• **Text to read**:

++++++++

Using an axe was likely to create a lot of blood, Lundy would need to clean himself up and dispose of clothes. He would run the risk of being stopped in his car at anytime only to be found to have blood on him and in his car. He also ran the risk of waking his daughter according to X, but if you believe that letter of the alphabet Lundy never considered that in his careful plan. He also didn't consider telling a random prisoner he didn't know something he, Lundy, never told another single person in the whole wide world could become evidence against him over a decade later. I guess X was just a lucky X that day plying his trade as a paid police informer, somehow managing to get placed in a yard with a prisoner from a high profile case who decided, rather nicely, to confess to him. Maybe X was dressed as a Priest and Lundy thought he better cough up before he got hit by a strike of lightening or something. But it was nothing to do with money or favours earned from the police that caused X to dress as a priest or at the very least present himself as a sympathetic ear for a man who wanted to spend a few decades in prison. The money was an afterthought really, as were the favours from the police, it's all just a coincidence that X interrupted his lifetime of crime and offending to help out the police and get something in return. He probably actually quite likes the police despite the number of times they'd sent him to prison.

So when the Privy Council quashed Lundy's conviction, being critical among other things of police hiding evidence, what did the officer in charge of the case Grantham, the man responsible for running the case and disclosing all material evidence to the Crown, Court and Defence do? Well, he didn't resign. By some apparently accidental means he got critical information from an informant that wouldn't make sense or have any credibility at all with most folks. An informant who'd held quiet on the information for over a decade and who well, needed to be paid and a bit of other help.

Let me tell you of a few other informants in high profile NZ cases. In Thomas, a man pardoned for 2 murders, a inmate suddenly contacted police to tell them Thomas had confessed to him. A Royal Commission of Inquiry didn't believe the man even though desperate police did. We also had confessions of a sort from the family of Teina Pora who was convicted of a murder the Crown acknowledge he never committed. Those relatives were paid as well, along with a prison inmate who its clear now absolutely lied in order to put Pora together with the man who did commit the crime but who was found not guilty because of a prosecution muddled by the false evidence against Pora. There is the Watson case where a prison informer has recanted his claim of a confession against Watson, a man who now cannot somehow be found by police while Watson remains in prison.

++++++++

• **Required actions**:
1. Answer these questions from the text on the Lundy case and police informants:
(a) What tool does the opening paragraph say was likely to create a lot of blood?
(b) Who was the officer in charge of the Lundy case?
(c) In the Thomas case, who did not believe the inmate who claimed Thomas had confessed?
2. Resume the text on the Lundy case and police informants, continuing from its last sentence.

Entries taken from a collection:
++++++++

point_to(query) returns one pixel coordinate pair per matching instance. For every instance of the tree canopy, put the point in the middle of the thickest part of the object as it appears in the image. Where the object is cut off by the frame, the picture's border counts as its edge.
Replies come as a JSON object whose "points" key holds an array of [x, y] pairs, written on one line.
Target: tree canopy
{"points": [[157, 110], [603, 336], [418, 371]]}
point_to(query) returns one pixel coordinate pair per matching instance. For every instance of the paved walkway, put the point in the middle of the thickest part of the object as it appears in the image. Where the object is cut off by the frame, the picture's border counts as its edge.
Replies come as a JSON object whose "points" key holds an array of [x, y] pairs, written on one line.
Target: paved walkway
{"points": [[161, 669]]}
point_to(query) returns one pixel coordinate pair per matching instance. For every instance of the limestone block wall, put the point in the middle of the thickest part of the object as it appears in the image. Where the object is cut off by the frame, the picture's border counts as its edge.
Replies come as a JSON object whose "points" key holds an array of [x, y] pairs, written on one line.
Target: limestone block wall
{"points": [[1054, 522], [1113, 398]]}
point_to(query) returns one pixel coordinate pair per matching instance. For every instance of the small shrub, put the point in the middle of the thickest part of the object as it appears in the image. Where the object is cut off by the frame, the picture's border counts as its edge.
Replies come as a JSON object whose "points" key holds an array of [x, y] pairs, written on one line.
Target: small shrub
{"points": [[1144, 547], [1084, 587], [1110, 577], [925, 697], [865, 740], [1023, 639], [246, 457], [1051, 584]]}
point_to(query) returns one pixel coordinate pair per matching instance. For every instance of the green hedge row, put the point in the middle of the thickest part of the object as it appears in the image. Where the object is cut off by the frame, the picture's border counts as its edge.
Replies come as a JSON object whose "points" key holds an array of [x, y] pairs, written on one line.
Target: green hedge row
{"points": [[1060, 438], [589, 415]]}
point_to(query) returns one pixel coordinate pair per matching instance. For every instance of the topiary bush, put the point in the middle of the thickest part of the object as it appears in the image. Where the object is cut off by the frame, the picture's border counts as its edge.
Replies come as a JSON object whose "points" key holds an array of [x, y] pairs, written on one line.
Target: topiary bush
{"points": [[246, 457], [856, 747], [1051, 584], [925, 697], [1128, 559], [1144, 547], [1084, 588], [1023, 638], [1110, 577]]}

++++++++

• **Exercise answers**:
1.
(a) An axe.
(b) Grantham.
(c) A Royal Commission of Inquiry.

2.
In California the good 'work' of paid informers is not admissible but it will do in NZ in cases where real evidence is weak, hidden or distorted. So what did Lundy's second Jury get to hear, the lies of X of course. The disgusting fabrication that doesn't make sense apart to Grantham and the Crown whose reputations were rightfully in tatters and who needed to restore their status with the highly incredible testimony of a life time crook. That's who the Crown and Grantham laid down with in order to reconvict Lundy a life time crook called X.

Consider the common denominators of known Miscarriages of Justice in NZ, what do they have in common. Here's a list of some common points, planted evidence, withheld evidence, bogus computer experts, technical experts of invention, bizarre scenarios, evidence from informers. In Lundy we have had withheld evidence, computer evidence by an expert that had to reconstruct it into further nonsense, a Doctor setting the times of death by smell, a bizzare scenario of Lundy using an axe to 'quietly' kill his wife and accidentally waking his daughter according to career criminal. What may have affected the Jury's deliberation more than anything was the evidence of X, the absolute horror of having it 'confirmed' that a father had not only killed his wife with an axe but also his darling young daughter.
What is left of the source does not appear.